Lots of news this week, starting with two important court decisions.
● An appellate court in Washington State blasted the scandal-plagued Snohomish County CASA program – that’s the one a judge found engaged in “the blatant withholding and destruction of evidence … rampant, continuing lying …” and “pervasive and egregious” misconduct.
The appellate court also blasted the Snohomish County Superior Court for making a fair termination of parental rights trial impossible – because court employees actually worked with the CASA program instead of remaining neutral. Through it all, the National CASA Association has remained silent. Do they actually approve of the Snohomish County CASA program’s actions? Details on all of this, and a link to the decision, in this NCCPR Blog Post.
● A federal appellate court also brought good news last week: It upheld the constitutionality of the Indian Child Welfare Act. Here’s the National Indian Child Welfare Association statement on the decision.
● In Youth Today, I review recent studies that all have one thing in common: They demonstrate that, when it comes to reducing child abuse, there’s nothing like the transformative power of cash. And, great news! In the same column, I reveal the apparently up-to-now secret way to target child abuse prevention without resorting to Big-Brother, privacy-invading predictive analytics!
● I have long argued that the so-called Family First act has been vastly overhyped. The funds can be used on only a few types of services and they have to meet criteria for being “evidence-based” that are vastly higher than the criteria for say, foster care or residential treatment (which have no real evidence base). But now comes word that the federal government will be studying whether to allow funding under Family First for programs that follow the Homebuilders model for Intensive Family Preservation Services. That alone would make Family First vastly more useful. Here’s how Homebuilders works. And here’s a summary of the impressive evidence base for it.
● In the Chronicle of Social Change, Vivek Sankaran writes about the need for judges to behave like – you know, judges, and enforce the law. He writes:
[T]hroughout my career, I’ve heard judges chide lawyers and parents when they emphasize the law. One frustrated judge said to a colleague, “I see you’re going down the statutory road again.” Another said to a parent, “I know there’s a legal right to ask for more visits. But if I gave it to you, then I’d have to give it to every parent.” A third said, “I know the law says that corporal punishment is allowed. But in my courtroom, this is what we do.”
And I would argue that, at its most extreme, this attitude helps explain what happened in Snohomish County (see first item above).
● Another Chronicle story looks at how “In Aftermath of Latest Child Death, L.A. Contends with Potential Foster Care Panic.” I’ll have some thoughts on this one soon.
● In Talk Poverty Elizabeth Brico writes about how “State Laws Punish Pregnant People Just For Seeking Drug Treatment.” And of course, they also punish the children. Ms. Brico cites an Amnesty International report documenting how such laws drive women away from treatment and away from prenatal care.

Records excerpted from a collection

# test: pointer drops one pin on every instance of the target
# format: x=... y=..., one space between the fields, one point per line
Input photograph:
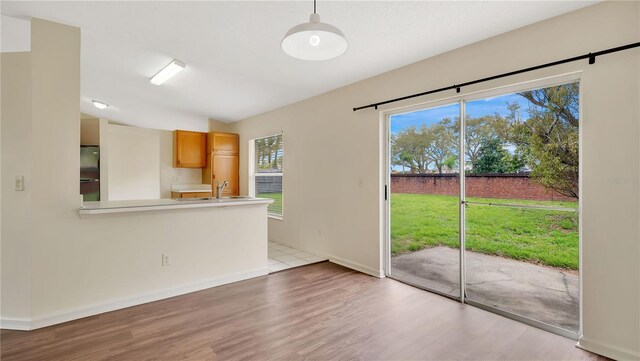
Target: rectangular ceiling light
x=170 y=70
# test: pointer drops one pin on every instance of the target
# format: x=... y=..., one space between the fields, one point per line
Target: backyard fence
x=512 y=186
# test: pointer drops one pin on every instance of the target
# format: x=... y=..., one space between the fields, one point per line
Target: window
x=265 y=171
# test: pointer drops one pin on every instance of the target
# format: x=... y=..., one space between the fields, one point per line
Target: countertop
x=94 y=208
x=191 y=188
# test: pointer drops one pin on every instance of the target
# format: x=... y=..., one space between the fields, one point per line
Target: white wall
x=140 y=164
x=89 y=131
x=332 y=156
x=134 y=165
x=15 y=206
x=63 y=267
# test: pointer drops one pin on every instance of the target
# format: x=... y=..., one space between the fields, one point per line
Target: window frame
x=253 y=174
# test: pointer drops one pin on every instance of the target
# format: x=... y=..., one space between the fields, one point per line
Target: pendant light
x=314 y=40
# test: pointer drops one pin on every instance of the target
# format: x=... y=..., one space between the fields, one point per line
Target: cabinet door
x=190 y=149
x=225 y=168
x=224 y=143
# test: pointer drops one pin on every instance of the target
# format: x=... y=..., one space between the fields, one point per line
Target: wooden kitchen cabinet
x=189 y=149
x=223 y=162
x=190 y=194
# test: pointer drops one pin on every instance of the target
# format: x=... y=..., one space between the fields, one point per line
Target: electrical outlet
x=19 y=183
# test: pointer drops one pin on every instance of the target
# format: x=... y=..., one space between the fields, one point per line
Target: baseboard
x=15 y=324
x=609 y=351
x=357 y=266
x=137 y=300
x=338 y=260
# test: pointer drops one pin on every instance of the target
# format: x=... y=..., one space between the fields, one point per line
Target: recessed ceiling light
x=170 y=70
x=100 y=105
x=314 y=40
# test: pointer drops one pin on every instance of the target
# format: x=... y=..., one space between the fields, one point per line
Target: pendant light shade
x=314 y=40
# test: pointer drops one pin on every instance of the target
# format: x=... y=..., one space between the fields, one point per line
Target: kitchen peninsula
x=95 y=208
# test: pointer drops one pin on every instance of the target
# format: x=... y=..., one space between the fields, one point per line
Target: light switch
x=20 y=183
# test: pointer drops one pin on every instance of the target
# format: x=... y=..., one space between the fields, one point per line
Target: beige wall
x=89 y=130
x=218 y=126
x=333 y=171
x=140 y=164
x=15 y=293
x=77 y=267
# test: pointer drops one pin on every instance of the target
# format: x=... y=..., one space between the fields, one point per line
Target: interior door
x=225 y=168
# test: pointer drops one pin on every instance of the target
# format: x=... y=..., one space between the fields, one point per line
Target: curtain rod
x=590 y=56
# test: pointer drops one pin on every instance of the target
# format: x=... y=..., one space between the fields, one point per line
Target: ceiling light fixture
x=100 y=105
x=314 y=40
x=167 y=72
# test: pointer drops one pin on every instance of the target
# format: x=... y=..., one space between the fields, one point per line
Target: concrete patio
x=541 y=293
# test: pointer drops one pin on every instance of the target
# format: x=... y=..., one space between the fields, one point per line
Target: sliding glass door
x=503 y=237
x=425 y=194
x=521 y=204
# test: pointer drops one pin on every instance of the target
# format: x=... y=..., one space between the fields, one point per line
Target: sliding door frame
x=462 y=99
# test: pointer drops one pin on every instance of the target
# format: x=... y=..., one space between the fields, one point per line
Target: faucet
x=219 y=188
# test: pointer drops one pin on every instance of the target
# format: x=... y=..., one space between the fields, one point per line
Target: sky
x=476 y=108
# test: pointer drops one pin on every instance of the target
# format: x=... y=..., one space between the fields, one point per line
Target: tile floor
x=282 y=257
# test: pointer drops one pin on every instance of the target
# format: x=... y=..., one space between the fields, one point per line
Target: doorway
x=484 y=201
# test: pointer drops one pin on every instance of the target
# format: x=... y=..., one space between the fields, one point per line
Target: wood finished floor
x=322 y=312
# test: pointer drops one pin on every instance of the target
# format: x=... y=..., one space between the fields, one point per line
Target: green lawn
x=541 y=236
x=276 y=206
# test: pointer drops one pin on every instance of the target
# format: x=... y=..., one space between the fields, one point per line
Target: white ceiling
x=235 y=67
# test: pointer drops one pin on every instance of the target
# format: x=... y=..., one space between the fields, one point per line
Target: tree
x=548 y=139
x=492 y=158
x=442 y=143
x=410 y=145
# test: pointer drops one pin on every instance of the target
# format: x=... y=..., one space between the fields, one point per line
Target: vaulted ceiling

▶ [TASK DIRECTIONS]:
Print the part of the child welfare news roundup that opens with the words "Lots of news" and closes with "NCCPR Blog Post.", copying it character for character.

▶ [REPLY TO THE TASK]:
Lots of news this week, starting with two important court decisions.
● An appellate court in Washington State blasted the scandal-plagued Snohomish County CASA program – that’s the one a judge found engaged in “the blatant withholding and destruction of evidence … rampant, continuing lying …” and “pervasive and egregious” misconduct.
The appellate court also blasted the Snohomish County Superior Court for making a fair termination of parental rights trial impossible – because court employees actually worked with the CASA program instead of remaining neutral. Through it all, the National CASA Association has remained silent. Do they actually approve of the Snohomish County CASA program’s actions? Details on all of this, and a link to the decision, in this NCCPR Blog Post.